(Collected data)
--------------------------------------------------
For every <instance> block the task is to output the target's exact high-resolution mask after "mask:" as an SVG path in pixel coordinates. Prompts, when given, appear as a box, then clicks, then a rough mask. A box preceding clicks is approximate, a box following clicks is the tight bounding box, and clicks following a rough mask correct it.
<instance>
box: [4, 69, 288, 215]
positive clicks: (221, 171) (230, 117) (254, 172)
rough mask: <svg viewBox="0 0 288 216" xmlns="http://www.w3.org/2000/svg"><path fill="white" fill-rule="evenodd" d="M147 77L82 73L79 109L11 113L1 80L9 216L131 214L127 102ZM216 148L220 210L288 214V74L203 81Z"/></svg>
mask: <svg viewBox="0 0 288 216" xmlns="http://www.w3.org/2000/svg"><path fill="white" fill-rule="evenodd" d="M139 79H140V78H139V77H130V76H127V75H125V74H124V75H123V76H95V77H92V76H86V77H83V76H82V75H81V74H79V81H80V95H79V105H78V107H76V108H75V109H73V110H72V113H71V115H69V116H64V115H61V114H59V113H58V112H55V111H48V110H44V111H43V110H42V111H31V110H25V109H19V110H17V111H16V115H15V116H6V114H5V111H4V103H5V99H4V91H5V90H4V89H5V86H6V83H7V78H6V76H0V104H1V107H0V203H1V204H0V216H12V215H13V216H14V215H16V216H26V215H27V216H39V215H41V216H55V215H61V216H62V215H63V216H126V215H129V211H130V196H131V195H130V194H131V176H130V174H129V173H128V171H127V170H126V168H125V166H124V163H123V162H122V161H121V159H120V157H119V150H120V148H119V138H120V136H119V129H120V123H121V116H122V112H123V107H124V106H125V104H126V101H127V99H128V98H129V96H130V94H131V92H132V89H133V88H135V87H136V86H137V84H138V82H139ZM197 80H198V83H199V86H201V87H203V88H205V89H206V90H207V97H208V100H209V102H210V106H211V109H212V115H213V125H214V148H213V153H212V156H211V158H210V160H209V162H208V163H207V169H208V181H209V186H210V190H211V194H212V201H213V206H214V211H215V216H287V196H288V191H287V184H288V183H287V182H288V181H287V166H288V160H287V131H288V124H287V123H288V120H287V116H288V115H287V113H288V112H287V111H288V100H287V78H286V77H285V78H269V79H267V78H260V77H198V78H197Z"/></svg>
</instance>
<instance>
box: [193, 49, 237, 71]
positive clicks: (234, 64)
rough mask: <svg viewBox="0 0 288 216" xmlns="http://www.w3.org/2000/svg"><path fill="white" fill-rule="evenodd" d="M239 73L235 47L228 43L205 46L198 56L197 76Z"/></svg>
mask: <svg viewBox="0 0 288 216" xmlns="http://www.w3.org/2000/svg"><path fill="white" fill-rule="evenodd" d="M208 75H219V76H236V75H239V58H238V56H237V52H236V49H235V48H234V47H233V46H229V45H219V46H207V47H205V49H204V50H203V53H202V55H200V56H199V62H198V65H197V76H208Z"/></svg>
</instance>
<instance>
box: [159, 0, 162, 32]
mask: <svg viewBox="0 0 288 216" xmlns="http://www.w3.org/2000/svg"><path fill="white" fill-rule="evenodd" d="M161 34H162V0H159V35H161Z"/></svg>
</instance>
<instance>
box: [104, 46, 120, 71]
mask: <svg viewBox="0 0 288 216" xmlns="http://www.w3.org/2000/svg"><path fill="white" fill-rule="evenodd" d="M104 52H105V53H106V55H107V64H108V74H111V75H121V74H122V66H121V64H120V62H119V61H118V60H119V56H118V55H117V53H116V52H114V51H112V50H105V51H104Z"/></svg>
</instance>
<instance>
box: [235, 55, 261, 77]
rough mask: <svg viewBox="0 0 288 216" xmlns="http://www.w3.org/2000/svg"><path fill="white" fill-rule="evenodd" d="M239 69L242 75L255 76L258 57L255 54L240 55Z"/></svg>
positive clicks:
--------------------------------------------------
BRIEF
In the data above, find the line containing "positive clicks: (234, 64)", then copy it and every later line exactly.

YOUR SOLUTION
positive clicks: (234, 64)
rough mask: <svg viewBox="0 0 288 216" xmlns="http://www.w3.org/2000/svg"><path fill="white" fill-rule="evenodd" d="M239 73L235 47L228 43L205 46L198 56L197 76Z"/></svg>
mask: <svg viewBox="0 0 288 216" xmlns="http://www.w3.org/2000/svg"><path fill="white" fill-rule="evenodd" d="M208 75H219V76H236V75H239V58H238V56H237V52H236V49H235V48H234V47H233V46H229V45H219V46H207V47H205V49H204V50H203V53H202V55H200V56H199V62H198V65H197V76H208Z"/></svg>
</instance>
<instance>
box: [159, 0, 162, 32]
mask: <svg viewBox="0 0 288 216" xmlns="http://www.w3.org/2000/svg"><path fill="white" fill-rule="evenodd" d="M161 34H162V0H159V35H161Z"/></svg>
</instance>
<instance>
box: [104, 46, 120, 71]
mask: <svg viewBox="0 0 288 216" xmlns="http://www.w3.org/2000/svg"><path fill="white" fill-rule="evenodd" d="M104 52H105V53H106V55H107V64H108V74H111V75H121V74H122V66H121V64H120V62H119V61H118V60H119V56H118V55H117V53H116V52H114V51H112V50H105V51H104Z"/></svg>
</instance>
<instance>
box: [235, 55, 261, 77]
rough mask: <svg viewBox="0 0 288 216" xmlns="http://www.w3.org/2000/svg"><path fill="white" fill-rule="evenodd" d="M239 69L242 75L255 76L258 57L255 54L240 55Z"/></svg>
positive clicks:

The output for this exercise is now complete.